▶ **Task objective**
Update the rows starting at the line that contains "Indicate each instance of the blue inflatable" and ending at the line that contains "[(958, 423), (1031, 426)]" by replacing "balcony" with "terrace", leaving everything else unchanged. Return only those lines.

▶ **Stored records**
^^^^^^^^

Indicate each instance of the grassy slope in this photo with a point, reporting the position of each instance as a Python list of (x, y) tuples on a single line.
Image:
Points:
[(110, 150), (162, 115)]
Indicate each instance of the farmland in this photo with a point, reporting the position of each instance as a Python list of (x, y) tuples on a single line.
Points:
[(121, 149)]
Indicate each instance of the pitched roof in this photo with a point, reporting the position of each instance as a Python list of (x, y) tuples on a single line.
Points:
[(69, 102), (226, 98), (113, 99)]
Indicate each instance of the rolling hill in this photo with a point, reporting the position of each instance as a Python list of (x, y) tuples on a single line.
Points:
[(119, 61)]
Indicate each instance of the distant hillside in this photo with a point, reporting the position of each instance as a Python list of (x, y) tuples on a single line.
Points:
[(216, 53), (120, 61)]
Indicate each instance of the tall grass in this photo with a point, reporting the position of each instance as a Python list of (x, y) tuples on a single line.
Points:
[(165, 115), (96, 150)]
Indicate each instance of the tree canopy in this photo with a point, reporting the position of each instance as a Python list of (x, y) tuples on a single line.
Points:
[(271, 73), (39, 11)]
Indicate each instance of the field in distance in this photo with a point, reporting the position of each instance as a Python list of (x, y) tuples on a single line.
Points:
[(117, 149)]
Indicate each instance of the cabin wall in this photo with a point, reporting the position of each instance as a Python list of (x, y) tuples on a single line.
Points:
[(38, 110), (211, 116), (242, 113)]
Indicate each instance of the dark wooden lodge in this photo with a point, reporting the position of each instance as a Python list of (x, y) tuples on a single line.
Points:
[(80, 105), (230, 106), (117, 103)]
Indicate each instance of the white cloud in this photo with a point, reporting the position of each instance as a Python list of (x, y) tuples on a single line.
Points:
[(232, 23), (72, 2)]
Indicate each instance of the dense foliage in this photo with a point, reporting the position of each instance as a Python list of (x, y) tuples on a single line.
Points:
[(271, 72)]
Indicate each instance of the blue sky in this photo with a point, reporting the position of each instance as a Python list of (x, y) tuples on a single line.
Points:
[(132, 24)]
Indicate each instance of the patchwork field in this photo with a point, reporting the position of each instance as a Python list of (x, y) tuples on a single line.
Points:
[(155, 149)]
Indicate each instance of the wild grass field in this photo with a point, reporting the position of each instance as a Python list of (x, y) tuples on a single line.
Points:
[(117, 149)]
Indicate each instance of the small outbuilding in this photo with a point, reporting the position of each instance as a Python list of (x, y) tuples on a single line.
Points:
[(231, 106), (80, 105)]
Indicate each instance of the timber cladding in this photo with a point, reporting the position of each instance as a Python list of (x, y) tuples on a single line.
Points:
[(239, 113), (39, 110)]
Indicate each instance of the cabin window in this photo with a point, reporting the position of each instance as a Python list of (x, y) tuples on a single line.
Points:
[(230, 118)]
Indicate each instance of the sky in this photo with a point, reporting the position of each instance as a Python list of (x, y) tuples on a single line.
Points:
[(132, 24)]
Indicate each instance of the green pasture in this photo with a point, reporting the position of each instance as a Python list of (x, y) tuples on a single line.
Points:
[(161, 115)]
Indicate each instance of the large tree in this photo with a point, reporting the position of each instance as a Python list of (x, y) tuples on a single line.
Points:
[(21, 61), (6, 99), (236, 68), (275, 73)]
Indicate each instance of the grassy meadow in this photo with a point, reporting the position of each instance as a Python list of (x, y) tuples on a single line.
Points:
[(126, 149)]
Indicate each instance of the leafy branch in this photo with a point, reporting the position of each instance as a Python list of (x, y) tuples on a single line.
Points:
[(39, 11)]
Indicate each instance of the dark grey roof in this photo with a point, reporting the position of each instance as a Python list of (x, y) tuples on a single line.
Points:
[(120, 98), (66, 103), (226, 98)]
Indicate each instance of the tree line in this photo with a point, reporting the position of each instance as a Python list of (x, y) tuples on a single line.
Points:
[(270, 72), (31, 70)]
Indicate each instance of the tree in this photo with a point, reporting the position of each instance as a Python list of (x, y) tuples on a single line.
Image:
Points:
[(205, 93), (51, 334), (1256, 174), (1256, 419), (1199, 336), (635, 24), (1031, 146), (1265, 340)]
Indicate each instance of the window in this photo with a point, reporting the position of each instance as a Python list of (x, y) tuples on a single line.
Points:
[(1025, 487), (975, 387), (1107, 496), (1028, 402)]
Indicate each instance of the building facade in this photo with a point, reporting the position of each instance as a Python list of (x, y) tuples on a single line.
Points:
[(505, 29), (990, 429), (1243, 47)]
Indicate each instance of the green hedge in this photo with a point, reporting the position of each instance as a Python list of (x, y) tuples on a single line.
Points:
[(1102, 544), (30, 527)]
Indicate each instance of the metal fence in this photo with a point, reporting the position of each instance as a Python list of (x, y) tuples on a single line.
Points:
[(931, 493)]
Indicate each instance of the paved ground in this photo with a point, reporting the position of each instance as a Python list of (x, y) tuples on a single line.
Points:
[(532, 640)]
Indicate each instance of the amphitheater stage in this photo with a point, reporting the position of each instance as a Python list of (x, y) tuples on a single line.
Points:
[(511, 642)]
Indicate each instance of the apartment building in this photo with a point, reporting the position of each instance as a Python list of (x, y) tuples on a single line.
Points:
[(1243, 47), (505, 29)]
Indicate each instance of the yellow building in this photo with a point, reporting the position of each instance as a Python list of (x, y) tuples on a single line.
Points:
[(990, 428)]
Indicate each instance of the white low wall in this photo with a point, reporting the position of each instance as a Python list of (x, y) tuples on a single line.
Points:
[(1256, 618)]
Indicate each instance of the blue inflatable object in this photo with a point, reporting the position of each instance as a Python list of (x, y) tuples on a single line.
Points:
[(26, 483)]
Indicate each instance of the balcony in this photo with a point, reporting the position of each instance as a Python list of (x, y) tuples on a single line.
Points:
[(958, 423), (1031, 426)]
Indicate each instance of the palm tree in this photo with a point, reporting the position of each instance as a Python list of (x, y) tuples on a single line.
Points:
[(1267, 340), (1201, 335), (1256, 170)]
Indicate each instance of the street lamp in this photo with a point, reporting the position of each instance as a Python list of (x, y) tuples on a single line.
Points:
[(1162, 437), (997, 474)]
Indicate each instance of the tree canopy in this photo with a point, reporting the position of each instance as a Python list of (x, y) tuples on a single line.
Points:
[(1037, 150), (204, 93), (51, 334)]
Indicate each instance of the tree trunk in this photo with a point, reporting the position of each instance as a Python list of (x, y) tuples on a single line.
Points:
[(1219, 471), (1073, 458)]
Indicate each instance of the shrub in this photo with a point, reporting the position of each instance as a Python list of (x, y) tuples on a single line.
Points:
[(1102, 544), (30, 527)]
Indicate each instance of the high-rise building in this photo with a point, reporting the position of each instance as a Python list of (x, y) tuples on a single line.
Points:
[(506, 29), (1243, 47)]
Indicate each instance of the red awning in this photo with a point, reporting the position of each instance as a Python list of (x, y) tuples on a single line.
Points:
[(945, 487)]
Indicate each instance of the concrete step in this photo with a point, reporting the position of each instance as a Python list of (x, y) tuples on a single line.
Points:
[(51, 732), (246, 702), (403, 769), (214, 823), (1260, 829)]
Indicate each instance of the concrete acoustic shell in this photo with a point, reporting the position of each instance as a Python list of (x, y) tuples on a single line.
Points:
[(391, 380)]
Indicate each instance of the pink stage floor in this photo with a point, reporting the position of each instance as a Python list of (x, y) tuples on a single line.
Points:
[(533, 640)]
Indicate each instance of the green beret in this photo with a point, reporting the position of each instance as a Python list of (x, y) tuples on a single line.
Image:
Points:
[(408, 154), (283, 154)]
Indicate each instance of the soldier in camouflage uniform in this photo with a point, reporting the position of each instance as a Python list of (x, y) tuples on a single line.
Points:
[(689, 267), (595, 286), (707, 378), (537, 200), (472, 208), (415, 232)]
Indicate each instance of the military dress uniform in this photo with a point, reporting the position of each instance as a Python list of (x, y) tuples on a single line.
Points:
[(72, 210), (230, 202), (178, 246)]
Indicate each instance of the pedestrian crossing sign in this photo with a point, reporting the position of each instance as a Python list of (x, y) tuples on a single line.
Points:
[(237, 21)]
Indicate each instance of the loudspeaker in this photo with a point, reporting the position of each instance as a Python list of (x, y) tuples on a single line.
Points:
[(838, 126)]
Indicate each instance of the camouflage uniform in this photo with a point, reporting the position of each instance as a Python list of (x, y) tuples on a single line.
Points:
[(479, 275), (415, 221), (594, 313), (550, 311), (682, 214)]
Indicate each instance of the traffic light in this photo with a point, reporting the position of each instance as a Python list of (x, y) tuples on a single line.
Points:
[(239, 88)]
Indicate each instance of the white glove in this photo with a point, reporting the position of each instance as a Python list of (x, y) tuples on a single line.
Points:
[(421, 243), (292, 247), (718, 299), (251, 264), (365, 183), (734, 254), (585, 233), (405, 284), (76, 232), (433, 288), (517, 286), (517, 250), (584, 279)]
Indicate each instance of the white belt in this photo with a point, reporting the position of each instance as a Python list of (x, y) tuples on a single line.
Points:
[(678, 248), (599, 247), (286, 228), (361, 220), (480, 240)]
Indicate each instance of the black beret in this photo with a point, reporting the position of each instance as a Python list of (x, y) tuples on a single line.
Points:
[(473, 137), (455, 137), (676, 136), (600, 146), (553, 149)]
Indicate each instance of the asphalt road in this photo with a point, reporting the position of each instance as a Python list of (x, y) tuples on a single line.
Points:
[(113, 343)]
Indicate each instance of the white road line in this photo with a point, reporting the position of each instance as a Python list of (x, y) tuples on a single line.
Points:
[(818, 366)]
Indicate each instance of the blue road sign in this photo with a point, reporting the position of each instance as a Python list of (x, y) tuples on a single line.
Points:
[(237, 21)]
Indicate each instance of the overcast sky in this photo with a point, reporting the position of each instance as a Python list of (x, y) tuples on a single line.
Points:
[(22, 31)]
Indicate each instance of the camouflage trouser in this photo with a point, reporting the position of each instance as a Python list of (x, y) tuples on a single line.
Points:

^^^^^^^^

▶ **Output of the task**
Indicate each instance of the blue inflatable object in this photo with a point, reporting the position of each instance as a Python list of (x, y) tuples on a single line.
Points:
[(26, 483)]
Indicate each instance of the terrace in this photo with a point, reporting the position of each instance as a Python list of (x, y) tuples on a single line.
Points:
[(958, 423), (1031, 426)]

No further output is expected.